● Opdracht
Tel hoeveel regels van de items het woord "yellow" bevatten, waarbij hoofdletters en kleine letters verschil maken. Geef alleen dat aantal.

── Gegeven items

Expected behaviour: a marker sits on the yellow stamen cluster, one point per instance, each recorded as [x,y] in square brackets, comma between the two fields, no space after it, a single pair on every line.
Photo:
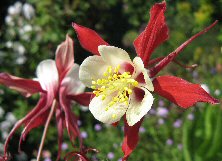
[116,84]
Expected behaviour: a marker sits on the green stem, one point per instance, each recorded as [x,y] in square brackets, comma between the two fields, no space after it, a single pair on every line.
[46,129]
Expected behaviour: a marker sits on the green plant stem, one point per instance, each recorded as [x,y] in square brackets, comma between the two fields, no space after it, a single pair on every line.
[46,129]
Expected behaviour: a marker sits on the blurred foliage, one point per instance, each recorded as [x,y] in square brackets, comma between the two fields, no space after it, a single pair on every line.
[119,22]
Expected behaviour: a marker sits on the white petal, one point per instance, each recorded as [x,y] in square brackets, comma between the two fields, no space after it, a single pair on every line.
[137,109]
[92,67]
[113,56]
[139,66]
[47,75]
[72,82]
[97,107]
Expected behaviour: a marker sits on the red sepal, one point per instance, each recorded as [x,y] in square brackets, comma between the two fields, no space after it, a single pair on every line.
[181,92]
[65,56]
[26,87]
[89,39]
[131,138]
[154,34]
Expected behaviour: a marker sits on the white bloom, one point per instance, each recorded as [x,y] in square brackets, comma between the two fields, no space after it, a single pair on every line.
[1,147]
[8,44]
[20,49]
[27,28]
[217,92]
[28,11]
[1,112]
[20,60]
[15,9]
[4,135]
[121,86]
[9,21]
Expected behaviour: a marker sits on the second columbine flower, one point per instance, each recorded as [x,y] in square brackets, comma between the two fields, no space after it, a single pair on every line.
[121,86]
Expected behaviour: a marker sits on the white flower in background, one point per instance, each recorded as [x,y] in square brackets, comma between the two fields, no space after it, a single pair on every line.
[28,11]
[4,135]
[9,44]
[5,125]
[205,87]
[27,28]
[15,9]
[162,112]
[1,112]
[20,60]
[10,117]
[121,86]
[19,48]
[9,21]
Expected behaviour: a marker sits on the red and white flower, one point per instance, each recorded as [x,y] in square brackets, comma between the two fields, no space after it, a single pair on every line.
[121,86]
[177,90]
[56,80]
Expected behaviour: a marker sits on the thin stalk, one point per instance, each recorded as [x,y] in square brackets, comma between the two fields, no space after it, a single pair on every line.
[46,129]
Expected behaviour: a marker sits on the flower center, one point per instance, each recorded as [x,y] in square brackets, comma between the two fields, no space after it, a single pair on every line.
[114,83]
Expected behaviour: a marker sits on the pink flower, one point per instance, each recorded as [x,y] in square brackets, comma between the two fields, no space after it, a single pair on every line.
[56,80]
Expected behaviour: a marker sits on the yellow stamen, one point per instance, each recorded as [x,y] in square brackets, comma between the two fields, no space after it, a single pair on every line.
[114,82]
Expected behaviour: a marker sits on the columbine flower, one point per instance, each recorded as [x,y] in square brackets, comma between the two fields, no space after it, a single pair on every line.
[56,80]
[121,86]
[177,90]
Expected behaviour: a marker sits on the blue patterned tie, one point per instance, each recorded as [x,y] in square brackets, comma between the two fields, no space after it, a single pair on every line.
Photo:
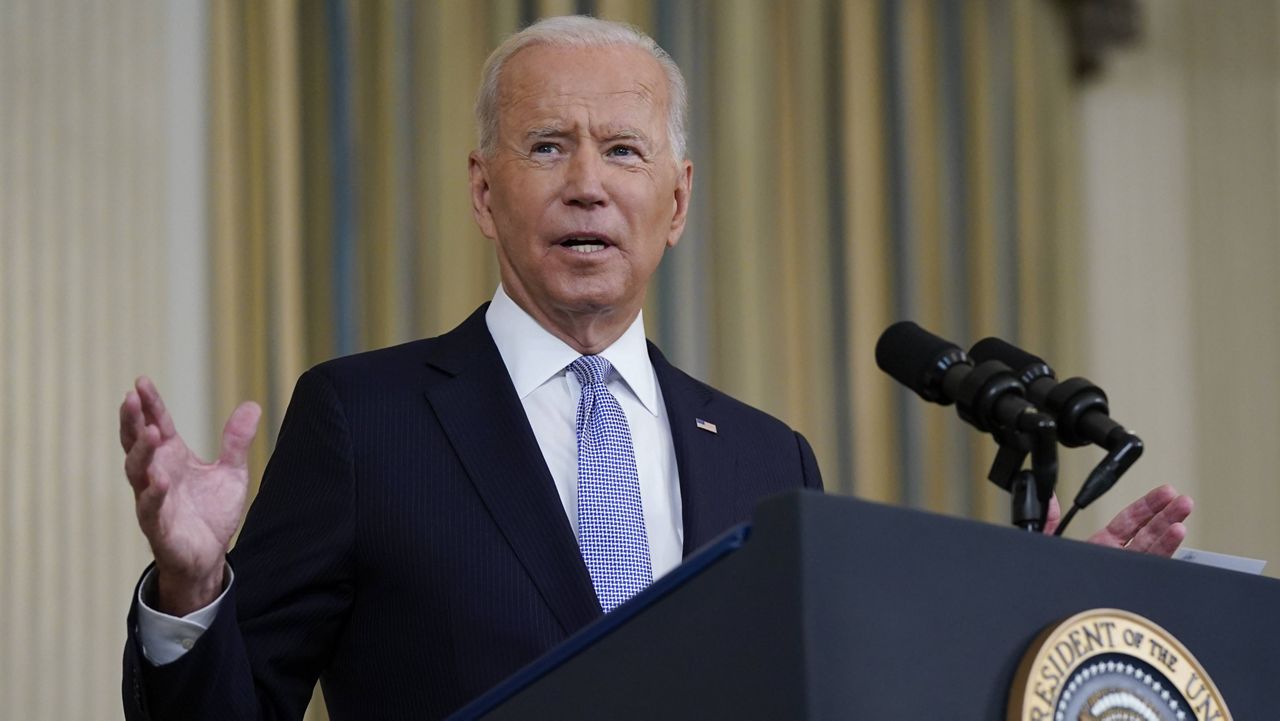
[611,529]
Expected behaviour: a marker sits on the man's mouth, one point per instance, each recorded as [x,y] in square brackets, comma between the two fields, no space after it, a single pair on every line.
[585,242]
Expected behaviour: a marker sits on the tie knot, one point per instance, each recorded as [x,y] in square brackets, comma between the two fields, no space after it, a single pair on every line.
[590,370]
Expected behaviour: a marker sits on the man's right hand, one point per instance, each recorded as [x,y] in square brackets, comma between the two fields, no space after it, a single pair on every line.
[187,509]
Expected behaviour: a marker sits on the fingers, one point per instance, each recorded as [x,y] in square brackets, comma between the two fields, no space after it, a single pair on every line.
[137,461]
[238,433]
[1136,515]
[1166,530]
[131,420]
[152,406]
[1054,516]
[149,501]
[1169,541]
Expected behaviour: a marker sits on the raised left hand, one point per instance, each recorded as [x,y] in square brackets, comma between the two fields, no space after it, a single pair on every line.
[1152,524]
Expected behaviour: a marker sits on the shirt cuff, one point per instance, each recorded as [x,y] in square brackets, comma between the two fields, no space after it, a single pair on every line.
[168,638]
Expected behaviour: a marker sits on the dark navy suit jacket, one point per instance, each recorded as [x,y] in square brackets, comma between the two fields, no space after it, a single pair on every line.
[408,547]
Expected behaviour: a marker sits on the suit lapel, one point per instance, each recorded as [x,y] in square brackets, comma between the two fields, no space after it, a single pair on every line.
[488,428]
[703,459]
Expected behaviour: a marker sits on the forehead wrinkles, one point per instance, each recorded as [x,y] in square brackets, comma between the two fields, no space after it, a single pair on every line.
[526,97]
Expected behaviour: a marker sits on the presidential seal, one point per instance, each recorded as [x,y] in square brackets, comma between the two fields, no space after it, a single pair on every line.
[1110,665]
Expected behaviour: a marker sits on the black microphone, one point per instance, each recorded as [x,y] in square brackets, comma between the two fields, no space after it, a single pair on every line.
[1078,406]
[1080,411]
[987,396]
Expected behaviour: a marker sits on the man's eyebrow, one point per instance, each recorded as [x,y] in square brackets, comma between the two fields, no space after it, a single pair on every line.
[545,132]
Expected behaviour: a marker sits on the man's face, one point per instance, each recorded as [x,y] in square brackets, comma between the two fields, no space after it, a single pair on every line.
[581,192]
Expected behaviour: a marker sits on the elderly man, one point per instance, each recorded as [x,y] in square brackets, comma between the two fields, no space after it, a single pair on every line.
[438,514]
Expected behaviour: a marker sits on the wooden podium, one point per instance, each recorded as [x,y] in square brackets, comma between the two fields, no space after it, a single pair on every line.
[828,607]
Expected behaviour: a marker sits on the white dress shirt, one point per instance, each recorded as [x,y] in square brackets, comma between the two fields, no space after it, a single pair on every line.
[538,364]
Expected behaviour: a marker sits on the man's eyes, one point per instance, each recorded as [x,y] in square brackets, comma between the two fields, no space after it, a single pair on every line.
[615,151]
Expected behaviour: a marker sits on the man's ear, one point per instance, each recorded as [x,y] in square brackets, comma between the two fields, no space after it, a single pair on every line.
[684,191]
[480,194]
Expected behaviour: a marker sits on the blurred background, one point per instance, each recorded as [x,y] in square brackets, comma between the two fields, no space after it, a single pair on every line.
[220,194]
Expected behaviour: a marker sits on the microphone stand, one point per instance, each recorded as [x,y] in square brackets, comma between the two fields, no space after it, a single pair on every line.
[1033,434]
[1123,450]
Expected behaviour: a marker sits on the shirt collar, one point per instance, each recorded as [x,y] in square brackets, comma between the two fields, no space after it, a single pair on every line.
[533,355]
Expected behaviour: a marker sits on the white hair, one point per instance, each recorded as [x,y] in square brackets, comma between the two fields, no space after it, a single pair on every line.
[579,31]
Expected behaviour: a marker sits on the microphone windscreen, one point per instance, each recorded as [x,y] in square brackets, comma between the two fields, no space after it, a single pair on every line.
[1008,354]
[909,352]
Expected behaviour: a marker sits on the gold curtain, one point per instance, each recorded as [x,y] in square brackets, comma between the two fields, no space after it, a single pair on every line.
[856,162]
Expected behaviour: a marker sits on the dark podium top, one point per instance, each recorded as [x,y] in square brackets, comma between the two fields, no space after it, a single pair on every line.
[840,608]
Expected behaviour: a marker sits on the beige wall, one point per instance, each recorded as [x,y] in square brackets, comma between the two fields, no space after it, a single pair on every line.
[1182,247]
[101,277]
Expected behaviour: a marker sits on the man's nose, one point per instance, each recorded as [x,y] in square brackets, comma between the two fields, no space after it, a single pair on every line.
[584,181]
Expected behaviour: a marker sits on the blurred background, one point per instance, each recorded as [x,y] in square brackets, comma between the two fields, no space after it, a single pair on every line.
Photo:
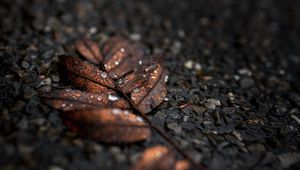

────

● Antwoord
2